■ **The input**
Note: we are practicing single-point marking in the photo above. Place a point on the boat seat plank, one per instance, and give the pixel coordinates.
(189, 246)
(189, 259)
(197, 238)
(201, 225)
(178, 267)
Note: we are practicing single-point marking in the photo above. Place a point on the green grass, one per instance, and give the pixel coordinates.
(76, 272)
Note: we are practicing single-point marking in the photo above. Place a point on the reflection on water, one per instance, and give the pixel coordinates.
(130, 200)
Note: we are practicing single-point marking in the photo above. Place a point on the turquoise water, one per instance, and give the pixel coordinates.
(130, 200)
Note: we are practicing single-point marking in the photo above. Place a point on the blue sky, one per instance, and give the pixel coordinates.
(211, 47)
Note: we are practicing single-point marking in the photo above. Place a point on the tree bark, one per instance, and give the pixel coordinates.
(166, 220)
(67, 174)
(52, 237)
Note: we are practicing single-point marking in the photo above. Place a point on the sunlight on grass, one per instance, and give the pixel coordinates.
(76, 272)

■ **Work instruction**
Copy each entry above exactly, character for character.

■ **Result for this exercise**
Note: we are practicing single-point marking in the photo above. Place a point on the boat seat plank, one per instance, and give the pixel coordinates.
(189, 246)
(189, 259)
(197, 238)
(201, 225)
(178, 267)
Note: we are practicing single-point marking in the photo above. Place a point on the green grass, one per instance, and give the pixel coordinates.
(76, 272)
Note: we are practicing single-point marking in the photo above. Place a point on the reflection on water, one per instance, and give the pixel coordinates.
(130, 200)
Note: we are practicing single-point marking in the photo above. Place a point on the turquoise water, one per instance, and give the pixel coordinates.
(130, 200)
Note: we are practicing single-point marking in the photo above. Place a point on the blue sky, one per instance, and give the pixel coordinates.
(211, 47)
Note: we are practicing single-point marking in the photo above. Place a point on the tree bark, one per instance, and give the pixel coordinates.
(166, 220)
(67, 174)
(52, 237)
Note: we are practicing single-point marking in the photo above. Place a point on the sunlight on grass, one per instance, and give the pixel coordinates.
(76, 272)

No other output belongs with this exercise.